Texte fourni
* * *
Mme Desai : Je vous en prie.
La sénatrice Pate : Merci. Je voulais faire un suivi.
Un élément que le directeur parlementaire du budget a calculé lorsqu’il a examiné le projet de loi C-83, c’est le coût des ressources que Rick Sauvé — qui, par l’entremise de votre organisation, s’est occupé de la désaffiliation aux gangs — a chiffré à environ 200 000 $ à déployer dans tout le pays, et je crois comprendre que cela vient de Saint-Léonard.
Y a-t-il eu des discussions sur la possibilité d’envisager ce genre d’approche, étant donné que l’une des raisons invoquées par le SCC et le syndicat — nous avons entendu le syndicat — pour garder les gens dans les unités d’intervention structurée, c’est l’affiliation à un gang ou d’autres conflits de personnalités. L’un des avantages que nous avons constatés en ce qui concerne la défense des intérêts par les pairs, c’est que ces obstacles sont éliminés de manière efficace, ce que les gens de l’extérieur ne peuvent pas souvent faire et les employés du Service correctionnel du Canada carrément pas.
* * *
Documents sources
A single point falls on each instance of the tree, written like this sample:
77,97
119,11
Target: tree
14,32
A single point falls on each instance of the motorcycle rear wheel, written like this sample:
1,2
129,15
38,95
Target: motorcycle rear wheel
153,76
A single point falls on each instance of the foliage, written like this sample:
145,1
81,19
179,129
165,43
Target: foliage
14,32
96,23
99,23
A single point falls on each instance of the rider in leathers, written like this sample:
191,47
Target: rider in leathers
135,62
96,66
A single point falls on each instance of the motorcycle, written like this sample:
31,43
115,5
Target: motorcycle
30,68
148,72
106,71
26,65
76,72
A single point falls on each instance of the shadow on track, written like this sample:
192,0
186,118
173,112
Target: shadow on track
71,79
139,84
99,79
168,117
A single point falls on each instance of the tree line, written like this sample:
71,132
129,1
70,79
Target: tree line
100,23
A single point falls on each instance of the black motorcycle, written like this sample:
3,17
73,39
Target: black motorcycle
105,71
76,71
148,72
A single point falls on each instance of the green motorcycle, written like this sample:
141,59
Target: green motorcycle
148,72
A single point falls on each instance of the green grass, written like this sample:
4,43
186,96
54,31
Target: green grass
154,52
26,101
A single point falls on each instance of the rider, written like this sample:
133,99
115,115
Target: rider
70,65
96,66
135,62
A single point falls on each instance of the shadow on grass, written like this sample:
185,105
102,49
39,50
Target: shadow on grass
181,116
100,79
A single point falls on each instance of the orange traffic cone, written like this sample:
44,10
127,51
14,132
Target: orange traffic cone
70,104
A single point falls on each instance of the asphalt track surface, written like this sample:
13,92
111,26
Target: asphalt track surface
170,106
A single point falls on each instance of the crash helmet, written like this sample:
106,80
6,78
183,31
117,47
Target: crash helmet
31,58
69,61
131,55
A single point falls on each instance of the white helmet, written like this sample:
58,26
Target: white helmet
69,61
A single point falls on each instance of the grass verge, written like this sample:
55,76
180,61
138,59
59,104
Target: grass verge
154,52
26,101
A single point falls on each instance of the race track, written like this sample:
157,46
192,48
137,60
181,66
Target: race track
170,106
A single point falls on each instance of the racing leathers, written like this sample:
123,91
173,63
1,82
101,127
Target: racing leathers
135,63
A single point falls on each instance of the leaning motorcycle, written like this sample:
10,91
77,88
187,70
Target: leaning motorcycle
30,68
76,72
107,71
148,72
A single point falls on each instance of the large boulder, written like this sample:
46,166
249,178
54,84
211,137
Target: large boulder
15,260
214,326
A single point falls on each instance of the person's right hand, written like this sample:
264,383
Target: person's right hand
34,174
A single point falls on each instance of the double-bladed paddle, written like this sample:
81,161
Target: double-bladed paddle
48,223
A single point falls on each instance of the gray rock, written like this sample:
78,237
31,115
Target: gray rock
* * *
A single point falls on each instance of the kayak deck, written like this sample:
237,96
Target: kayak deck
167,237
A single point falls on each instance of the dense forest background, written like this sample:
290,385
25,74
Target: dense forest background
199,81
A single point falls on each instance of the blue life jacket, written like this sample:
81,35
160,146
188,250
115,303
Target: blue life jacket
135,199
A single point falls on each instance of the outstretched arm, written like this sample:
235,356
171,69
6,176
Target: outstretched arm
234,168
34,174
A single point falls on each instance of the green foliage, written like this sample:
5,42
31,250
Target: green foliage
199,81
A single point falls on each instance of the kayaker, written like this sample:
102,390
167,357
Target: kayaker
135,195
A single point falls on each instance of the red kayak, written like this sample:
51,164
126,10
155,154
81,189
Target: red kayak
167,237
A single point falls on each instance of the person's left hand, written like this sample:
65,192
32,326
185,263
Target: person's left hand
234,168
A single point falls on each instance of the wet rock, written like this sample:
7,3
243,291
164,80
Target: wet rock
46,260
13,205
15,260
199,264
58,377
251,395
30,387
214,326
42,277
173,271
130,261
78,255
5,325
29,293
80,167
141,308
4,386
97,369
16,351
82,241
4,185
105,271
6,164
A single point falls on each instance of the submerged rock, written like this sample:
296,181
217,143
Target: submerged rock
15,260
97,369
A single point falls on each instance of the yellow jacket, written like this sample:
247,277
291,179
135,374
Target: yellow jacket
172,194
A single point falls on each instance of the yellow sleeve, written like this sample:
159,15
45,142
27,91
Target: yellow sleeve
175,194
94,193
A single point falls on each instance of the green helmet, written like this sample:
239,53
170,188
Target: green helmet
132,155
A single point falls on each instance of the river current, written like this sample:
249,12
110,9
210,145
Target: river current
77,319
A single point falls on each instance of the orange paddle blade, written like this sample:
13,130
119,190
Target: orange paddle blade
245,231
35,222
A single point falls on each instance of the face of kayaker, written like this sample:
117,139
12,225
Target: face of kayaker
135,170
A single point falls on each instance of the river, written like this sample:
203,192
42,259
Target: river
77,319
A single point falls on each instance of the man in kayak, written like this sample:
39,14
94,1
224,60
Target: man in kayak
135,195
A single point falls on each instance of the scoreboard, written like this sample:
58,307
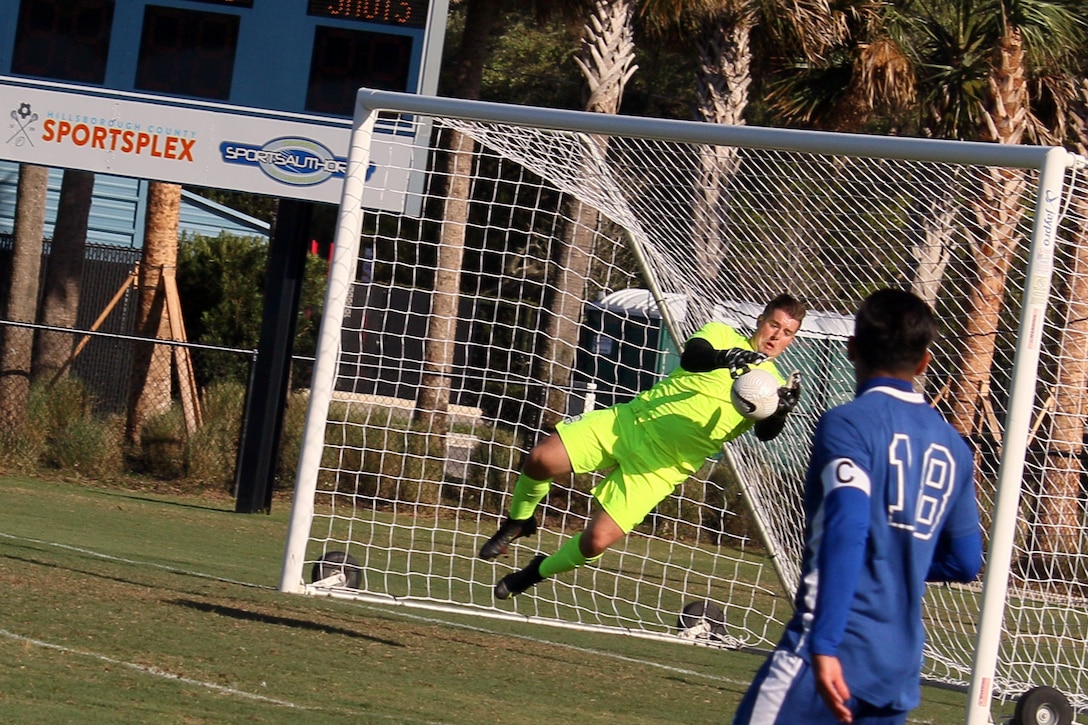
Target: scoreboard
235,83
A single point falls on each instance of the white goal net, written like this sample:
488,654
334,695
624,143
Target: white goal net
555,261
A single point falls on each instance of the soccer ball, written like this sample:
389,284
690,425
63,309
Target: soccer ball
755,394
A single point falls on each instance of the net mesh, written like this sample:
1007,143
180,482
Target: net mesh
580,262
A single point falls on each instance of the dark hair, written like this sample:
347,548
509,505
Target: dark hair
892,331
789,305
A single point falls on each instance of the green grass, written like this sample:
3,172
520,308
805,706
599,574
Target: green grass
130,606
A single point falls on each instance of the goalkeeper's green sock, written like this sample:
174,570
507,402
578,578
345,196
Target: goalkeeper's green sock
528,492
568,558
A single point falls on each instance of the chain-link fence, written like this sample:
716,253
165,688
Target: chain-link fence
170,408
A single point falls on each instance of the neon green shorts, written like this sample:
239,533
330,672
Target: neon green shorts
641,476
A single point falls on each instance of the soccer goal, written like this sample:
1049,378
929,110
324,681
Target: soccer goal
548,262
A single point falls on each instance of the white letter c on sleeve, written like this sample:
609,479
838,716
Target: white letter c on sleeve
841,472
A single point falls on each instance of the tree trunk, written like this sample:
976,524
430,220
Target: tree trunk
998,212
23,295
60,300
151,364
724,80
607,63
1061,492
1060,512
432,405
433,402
* * *
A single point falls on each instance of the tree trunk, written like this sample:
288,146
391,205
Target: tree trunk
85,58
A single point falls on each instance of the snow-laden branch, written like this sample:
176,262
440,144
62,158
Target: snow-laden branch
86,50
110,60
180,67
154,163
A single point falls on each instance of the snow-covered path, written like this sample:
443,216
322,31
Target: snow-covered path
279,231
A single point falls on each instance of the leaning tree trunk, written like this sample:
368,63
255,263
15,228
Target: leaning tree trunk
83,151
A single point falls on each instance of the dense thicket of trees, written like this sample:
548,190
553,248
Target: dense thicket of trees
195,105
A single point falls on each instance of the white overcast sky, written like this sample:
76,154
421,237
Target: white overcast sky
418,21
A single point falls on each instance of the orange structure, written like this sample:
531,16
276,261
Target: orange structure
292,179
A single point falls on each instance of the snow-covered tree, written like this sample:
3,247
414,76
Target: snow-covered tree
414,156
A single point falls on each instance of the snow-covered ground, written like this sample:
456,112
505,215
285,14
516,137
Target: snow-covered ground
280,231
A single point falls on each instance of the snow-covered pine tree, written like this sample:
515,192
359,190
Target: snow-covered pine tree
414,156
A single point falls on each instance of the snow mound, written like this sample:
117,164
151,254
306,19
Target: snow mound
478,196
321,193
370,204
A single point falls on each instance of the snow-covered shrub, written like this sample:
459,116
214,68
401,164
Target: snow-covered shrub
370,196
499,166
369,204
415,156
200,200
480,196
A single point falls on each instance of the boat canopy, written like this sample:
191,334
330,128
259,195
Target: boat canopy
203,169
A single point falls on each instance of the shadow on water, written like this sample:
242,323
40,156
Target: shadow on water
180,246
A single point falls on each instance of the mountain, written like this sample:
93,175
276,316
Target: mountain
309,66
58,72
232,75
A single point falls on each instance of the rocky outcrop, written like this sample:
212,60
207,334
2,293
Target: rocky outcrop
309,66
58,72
* * *
Liste des tâches
(a) Résumez en deux phrases l'échange sur la désaffiliation aux gangs.
(b) Dans l'échange sur la désaffiliation aux gangs, quelle raison le SCC et le syndicat invoquent-ils pour garder les gens dans les unités d'intervention structurée ?
(c) Rédigez la suite de l'échange sur la désaffiliation aux gangs après sa dernière phrase.
Les lignes ne sont pas nécessaires pour ce travail.

Réponses dans l'ordre
(a) La sénatrice Pate évoque un coût d'environ 200 000 $, examiné par le directeur parlementaire du budget à propos du projet de loi C-83, pour déployer dans tout le pays les ressources liées au travail de Rick Sauvé sur la désaffiliation aux gangs. Elle demande si ce genre d'approche a été envisagé, puisque l'affiliation à un gang ou d'autres conflits de personnalités servent à justifier le maintien dans les unités d'intervention structurée, alors que la défense des intérêts par les pairs élimine efficacement ces obstacles.

(b) L'affiliation à un gang ou d'autres conflits de personnalités.

(c)
Y a-t-il eu des discussions au sujet de l’expansion ou même de la fourniture de ressources pour ce service?
Mme Desai : En vertu du projet de loi C-83 concrètement? J’ai essayé. Je dirais que nous demeurons d’ardents défenseurs du soutien par les pairs dans les établissements. On sait que M. Sauvé est très en demande à l’intérieur des institutions. Nous sommes loin d’avoir assez d’argent. Cependant, je dois rendre à César ce qui appartient à César : dans la région de l’Ontario, certains de nos membres, par l’entremise de PeerLife Collaborative, ont collaboré avec SCC Ontario pour fournir un contrat pluriannuel à M. Sauvé, et nous avons en fait réaménagé certaines ressources pour que les gens puissent aller sur place et offrir du soutien par des pairs, en particulier pour les personnes purgeant une peine d’emprisonnement à perpétuité ou une peine d’une durée indéterminée dans les établissements de l’Ontario.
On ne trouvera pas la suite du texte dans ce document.